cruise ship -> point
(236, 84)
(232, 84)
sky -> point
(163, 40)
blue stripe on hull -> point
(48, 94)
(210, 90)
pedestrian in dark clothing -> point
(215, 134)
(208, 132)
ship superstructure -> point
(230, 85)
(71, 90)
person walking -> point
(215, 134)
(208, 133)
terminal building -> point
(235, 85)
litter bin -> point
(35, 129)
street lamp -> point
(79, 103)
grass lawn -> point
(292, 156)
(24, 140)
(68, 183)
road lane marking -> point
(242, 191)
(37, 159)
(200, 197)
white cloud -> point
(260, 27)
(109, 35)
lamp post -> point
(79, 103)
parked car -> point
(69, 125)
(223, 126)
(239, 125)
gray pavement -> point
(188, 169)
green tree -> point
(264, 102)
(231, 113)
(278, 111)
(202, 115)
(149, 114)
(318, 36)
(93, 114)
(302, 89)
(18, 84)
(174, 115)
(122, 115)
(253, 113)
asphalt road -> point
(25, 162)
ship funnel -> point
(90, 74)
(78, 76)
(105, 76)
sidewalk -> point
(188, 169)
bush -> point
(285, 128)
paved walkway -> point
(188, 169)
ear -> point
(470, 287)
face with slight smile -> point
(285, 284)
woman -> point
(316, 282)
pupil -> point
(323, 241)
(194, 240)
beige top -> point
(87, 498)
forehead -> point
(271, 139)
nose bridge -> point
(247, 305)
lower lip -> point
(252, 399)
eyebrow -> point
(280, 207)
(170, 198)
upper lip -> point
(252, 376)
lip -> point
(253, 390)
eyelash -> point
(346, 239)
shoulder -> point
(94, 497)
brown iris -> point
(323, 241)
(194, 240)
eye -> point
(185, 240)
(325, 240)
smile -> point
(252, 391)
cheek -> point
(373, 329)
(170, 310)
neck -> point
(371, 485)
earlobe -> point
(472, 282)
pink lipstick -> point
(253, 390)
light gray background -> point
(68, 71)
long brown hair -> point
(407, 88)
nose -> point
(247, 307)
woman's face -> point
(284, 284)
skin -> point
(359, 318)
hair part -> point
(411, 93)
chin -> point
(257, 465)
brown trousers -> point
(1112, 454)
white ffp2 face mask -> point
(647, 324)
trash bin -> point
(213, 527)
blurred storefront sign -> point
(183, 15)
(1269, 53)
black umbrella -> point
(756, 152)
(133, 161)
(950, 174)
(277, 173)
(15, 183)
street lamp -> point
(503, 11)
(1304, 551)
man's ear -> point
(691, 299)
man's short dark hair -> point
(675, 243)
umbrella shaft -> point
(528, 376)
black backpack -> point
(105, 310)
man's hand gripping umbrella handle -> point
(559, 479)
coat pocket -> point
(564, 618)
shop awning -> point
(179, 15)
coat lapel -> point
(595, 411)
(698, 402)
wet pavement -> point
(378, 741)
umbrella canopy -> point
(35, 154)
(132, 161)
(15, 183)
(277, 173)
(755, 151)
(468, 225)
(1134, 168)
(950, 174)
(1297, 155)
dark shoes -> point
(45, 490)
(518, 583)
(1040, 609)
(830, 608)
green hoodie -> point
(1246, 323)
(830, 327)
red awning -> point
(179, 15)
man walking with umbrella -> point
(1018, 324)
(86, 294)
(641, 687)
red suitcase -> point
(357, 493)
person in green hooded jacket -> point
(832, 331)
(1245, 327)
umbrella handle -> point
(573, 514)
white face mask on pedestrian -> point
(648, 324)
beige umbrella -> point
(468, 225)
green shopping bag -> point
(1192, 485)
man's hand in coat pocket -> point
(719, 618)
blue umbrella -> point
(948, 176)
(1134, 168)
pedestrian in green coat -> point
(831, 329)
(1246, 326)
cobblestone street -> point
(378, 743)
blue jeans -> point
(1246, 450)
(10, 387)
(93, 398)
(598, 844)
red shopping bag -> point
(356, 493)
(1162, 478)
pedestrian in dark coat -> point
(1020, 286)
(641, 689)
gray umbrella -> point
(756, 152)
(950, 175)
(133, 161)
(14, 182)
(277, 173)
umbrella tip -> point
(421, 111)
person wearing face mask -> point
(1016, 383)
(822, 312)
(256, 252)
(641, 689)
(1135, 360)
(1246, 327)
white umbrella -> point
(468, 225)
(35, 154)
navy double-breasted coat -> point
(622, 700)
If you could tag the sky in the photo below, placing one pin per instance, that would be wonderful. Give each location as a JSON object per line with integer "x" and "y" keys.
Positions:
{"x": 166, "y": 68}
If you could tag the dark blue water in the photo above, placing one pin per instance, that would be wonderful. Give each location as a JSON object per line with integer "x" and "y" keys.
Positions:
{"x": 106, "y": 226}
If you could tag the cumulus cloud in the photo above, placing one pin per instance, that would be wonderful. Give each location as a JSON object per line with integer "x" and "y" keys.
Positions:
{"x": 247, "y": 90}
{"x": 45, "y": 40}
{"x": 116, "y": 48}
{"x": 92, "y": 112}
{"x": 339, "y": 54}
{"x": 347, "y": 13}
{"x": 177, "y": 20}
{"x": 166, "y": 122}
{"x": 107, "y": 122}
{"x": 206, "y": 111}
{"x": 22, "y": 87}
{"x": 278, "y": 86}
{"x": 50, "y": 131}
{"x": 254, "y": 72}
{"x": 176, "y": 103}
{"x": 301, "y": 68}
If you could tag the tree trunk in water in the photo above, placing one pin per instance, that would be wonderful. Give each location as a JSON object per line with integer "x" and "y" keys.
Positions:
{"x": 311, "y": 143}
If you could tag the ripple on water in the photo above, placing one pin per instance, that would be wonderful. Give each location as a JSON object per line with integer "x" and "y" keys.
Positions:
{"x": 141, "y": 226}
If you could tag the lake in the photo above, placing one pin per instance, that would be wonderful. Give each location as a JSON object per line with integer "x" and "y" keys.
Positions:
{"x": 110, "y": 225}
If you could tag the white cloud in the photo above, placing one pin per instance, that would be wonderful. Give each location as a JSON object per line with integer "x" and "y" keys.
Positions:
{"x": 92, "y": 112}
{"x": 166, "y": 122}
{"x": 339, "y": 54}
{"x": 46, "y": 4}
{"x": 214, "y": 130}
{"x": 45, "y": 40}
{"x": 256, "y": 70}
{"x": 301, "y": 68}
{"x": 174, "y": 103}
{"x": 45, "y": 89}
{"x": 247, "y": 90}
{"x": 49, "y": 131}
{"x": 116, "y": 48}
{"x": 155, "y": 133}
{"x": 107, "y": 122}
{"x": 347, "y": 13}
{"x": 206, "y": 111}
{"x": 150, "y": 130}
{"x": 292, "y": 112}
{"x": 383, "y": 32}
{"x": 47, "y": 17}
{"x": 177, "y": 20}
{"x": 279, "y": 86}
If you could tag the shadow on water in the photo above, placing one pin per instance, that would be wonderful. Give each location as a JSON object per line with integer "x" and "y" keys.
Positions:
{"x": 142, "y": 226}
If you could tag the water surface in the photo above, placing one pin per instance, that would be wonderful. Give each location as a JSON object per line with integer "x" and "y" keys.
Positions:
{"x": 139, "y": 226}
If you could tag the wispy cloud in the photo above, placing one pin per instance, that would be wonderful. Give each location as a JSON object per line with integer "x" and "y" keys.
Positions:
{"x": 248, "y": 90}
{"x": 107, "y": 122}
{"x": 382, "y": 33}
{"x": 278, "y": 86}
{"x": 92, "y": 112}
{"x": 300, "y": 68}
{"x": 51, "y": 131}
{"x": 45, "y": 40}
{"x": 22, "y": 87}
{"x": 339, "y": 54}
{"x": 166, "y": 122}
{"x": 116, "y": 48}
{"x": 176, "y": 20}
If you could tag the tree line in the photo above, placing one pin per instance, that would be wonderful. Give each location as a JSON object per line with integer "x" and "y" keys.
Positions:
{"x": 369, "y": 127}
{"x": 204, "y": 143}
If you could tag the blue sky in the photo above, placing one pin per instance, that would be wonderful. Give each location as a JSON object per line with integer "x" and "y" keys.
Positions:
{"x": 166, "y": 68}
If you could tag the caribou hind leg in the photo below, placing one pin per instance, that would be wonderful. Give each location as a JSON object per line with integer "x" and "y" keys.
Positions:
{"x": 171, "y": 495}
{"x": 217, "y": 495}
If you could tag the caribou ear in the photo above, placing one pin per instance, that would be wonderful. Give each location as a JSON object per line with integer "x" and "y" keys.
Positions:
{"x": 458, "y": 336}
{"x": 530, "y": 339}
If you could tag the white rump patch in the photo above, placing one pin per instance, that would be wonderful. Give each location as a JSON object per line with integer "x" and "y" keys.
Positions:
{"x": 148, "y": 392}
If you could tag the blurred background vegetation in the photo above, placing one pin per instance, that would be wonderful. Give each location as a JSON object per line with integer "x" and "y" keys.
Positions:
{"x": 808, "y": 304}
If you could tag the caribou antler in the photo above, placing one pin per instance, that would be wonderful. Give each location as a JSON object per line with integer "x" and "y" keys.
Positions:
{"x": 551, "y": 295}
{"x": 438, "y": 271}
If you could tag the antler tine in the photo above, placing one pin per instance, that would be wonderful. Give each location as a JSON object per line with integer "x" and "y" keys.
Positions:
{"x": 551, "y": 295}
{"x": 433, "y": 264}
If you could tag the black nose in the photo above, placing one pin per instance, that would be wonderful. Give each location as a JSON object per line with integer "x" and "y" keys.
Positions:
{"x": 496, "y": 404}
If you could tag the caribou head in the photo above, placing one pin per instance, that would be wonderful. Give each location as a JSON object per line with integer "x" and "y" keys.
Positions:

+++++

EXERCISE
Copy the lines above exactly, beginning at the line that has "If you could tag the lake" and stopping after the line that has "If you could tag the white cloud", and omit the rest.

OUTPUT FOR THIS TASK
If you could tag the lake in the photo above, placing one pin per instance, that would be wonderful. Give each location as a JSON object per line with integer "x" and "y" keys.
Positions:
{"x": 110, "y": 225}
If you could tag the white cloud in the photo above, placing one pin per instance, that would be wonderful. Give each location as a JSON object per line with integer "x" and "y" keys.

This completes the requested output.